[Input material — start]

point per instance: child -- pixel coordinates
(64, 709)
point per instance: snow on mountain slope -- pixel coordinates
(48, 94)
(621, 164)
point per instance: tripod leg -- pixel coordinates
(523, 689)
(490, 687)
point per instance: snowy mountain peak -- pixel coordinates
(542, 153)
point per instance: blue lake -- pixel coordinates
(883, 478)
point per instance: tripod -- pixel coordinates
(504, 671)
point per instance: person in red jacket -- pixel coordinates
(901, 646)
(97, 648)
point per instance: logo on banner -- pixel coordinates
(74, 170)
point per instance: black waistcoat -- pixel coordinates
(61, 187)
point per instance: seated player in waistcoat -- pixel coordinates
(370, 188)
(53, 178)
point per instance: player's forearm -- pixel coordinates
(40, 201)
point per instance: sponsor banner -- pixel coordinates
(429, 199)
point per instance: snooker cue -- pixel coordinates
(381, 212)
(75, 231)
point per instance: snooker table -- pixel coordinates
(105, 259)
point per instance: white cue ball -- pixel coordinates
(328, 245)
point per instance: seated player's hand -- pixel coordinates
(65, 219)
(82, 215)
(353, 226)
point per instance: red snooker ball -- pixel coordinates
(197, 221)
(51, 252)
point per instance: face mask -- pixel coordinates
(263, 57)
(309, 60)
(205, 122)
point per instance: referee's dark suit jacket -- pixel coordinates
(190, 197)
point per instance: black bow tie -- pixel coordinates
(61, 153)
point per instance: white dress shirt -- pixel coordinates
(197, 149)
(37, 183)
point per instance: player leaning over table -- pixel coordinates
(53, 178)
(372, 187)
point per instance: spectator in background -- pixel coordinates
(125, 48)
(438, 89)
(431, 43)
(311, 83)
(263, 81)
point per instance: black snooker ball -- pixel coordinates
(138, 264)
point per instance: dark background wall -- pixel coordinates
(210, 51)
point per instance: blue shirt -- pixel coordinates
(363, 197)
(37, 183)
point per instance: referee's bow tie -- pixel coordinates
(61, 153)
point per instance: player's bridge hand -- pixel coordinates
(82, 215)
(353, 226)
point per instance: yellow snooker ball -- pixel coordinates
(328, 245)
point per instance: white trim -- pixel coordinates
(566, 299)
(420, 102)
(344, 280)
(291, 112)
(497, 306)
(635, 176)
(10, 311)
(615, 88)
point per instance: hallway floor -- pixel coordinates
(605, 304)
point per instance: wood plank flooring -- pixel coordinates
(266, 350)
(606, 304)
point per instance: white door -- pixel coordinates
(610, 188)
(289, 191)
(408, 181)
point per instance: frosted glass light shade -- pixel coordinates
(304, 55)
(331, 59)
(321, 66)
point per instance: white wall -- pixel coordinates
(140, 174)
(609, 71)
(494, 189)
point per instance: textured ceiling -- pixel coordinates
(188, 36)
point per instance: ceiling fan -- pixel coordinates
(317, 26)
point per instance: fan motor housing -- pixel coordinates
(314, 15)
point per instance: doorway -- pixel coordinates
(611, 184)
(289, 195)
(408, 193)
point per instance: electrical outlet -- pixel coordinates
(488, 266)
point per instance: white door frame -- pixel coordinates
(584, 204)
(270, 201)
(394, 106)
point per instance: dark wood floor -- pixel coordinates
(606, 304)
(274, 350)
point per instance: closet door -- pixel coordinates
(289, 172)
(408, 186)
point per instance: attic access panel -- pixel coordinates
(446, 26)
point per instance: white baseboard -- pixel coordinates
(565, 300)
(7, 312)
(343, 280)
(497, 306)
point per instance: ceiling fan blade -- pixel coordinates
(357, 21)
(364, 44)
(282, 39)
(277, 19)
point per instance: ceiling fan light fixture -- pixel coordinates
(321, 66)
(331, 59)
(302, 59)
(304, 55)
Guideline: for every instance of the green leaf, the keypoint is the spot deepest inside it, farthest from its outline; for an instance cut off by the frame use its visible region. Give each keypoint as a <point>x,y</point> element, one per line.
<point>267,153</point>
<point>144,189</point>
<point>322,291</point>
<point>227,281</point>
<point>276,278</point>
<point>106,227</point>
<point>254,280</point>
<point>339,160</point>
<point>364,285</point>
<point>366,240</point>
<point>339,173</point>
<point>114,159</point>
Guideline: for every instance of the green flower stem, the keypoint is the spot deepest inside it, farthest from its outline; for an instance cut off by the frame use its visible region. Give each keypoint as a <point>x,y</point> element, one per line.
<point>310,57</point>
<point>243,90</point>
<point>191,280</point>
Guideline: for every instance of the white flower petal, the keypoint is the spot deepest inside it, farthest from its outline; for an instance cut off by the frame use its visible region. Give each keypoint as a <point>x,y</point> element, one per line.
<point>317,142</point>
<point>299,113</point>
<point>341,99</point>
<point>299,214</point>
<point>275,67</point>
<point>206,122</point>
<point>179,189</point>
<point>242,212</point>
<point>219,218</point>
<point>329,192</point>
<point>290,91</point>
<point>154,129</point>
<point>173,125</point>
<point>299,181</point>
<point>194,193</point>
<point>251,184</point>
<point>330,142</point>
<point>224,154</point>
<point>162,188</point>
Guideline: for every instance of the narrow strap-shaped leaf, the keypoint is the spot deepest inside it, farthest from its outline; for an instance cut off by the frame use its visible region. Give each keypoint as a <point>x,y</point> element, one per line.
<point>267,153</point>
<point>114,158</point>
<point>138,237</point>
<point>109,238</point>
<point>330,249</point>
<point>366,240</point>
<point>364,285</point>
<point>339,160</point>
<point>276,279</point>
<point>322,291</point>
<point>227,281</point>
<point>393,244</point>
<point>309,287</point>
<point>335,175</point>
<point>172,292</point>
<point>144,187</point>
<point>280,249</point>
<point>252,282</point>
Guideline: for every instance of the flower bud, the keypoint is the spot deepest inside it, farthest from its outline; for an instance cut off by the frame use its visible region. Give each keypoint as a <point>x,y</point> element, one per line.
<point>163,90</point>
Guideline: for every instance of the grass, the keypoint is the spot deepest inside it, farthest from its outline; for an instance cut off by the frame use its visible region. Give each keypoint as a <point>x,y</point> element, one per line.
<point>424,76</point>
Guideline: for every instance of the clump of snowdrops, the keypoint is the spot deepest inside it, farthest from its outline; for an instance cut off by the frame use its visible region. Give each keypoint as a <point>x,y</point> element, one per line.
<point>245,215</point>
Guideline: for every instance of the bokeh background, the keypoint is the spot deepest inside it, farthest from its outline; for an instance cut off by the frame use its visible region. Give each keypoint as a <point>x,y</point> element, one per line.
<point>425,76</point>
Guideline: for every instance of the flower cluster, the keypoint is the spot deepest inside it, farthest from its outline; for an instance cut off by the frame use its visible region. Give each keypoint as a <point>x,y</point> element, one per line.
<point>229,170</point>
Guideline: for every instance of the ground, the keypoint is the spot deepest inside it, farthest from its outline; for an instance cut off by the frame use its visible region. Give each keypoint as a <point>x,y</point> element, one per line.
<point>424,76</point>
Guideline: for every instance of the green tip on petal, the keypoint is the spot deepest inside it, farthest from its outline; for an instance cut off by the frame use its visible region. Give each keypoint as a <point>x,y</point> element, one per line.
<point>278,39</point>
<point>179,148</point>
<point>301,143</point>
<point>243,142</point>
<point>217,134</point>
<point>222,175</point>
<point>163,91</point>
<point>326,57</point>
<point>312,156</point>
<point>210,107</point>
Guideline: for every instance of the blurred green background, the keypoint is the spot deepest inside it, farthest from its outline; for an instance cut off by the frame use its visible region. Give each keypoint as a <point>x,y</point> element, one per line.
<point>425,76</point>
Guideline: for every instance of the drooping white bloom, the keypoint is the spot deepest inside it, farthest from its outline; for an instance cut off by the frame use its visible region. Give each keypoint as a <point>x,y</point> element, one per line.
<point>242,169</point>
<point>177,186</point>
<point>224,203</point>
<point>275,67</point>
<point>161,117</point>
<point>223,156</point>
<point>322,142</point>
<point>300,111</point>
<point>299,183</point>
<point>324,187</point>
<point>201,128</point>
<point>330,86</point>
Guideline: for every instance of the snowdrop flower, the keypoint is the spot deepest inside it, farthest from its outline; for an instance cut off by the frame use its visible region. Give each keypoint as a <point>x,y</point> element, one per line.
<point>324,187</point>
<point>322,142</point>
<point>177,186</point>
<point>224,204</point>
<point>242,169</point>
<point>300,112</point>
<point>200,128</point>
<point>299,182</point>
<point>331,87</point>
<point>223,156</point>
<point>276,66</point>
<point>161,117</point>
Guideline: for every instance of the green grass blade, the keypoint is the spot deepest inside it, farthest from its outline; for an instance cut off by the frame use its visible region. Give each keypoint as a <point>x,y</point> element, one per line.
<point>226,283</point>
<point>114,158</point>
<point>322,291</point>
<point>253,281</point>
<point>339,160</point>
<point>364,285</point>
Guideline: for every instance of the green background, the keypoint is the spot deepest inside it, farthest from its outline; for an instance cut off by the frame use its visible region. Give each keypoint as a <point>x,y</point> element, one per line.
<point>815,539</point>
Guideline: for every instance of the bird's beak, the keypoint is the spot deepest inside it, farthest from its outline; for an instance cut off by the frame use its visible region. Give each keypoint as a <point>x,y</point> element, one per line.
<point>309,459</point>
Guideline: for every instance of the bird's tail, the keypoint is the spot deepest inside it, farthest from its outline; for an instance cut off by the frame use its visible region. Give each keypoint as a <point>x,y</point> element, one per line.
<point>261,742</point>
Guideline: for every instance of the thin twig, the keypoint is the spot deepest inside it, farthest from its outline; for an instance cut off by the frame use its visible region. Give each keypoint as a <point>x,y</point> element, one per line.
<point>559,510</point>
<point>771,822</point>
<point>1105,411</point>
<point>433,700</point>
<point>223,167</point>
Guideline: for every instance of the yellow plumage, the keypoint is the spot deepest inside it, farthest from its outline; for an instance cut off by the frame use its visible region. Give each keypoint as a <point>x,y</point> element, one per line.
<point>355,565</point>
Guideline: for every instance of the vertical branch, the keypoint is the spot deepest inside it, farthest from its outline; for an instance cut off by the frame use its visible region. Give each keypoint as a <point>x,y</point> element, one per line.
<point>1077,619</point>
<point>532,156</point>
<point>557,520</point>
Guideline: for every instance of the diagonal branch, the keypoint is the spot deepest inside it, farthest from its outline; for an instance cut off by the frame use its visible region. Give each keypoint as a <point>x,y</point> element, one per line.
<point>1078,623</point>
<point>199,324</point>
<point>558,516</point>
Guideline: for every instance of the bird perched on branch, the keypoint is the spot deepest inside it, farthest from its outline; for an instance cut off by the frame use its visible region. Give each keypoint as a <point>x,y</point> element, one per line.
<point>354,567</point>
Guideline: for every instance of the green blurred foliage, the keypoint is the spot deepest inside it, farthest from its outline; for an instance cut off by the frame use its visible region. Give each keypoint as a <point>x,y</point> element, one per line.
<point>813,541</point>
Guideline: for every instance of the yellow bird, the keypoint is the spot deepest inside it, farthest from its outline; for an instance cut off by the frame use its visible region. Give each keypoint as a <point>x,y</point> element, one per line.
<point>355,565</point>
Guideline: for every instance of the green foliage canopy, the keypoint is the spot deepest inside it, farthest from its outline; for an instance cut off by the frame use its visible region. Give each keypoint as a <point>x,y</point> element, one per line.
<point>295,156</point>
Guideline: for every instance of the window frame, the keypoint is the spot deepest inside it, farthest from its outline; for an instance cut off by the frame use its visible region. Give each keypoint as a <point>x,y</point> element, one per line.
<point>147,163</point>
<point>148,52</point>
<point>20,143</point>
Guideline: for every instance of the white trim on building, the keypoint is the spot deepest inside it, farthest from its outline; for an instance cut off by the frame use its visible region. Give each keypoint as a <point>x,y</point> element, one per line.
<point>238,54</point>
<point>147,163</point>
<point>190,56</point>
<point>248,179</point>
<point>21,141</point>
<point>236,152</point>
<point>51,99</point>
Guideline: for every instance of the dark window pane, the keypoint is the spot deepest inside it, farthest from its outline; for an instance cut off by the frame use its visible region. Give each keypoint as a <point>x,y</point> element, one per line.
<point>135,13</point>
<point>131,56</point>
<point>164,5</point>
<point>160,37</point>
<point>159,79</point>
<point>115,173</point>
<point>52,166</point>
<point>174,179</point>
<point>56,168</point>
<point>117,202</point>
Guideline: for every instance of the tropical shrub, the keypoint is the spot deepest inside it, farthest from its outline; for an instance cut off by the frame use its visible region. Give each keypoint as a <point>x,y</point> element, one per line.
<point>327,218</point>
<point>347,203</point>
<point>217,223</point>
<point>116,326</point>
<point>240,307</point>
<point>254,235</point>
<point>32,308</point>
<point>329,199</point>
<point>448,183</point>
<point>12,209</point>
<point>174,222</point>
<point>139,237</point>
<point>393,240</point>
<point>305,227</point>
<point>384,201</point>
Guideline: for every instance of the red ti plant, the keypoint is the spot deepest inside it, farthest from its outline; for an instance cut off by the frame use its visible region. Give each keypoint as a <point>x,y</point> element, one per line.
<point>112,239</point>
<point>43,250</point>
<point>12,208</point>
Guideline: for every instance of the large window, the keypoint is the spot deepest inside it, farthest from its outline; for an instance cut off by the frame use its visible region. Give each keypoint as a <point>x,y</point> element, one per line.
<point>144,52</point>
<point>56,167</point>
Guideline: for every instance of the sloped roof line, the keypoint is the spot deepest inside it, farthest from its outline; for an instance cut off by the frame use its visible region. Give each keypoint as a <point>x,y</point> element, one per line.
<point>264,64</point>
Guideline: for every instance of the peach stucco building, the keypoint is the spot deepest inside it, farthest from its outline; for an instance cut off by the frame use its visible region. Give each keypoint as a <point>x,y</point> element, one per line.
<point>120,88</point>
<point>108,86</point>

[Input material — finish]

Activity >> Output only the lines that run from the one containing "Guideline: for every instance of the large" through the last line of the material above, both included.

Solved problem >>
Guideline: for every instance of the large window, the keypoint is the spot deepest inside it, farthest from its outline; for an instance cut off by the frame use its visible region. Give each keypoint as a <point>x,y</point> element, one per line.
<point>144,52</point>
<point>56,167</point>
Guideline: for every instance of the sloped roof line, the keypoint is the spot deepest inside it, farthest from its outline; for an instance cut off by the frame use its visible region. Give each keypoint as a <point>x,y</point> element, one per line.
<point>264,64</point>
Guideline: for every instance of the peach stucco building, the keypoint is the spot deepest inside it, farthest from its outline; for an instance cut off by the frame use its visible region. Give each keypoint as a <point>x,y</point> element, one per line.
<point>120,88</point>
<point>108,86</point>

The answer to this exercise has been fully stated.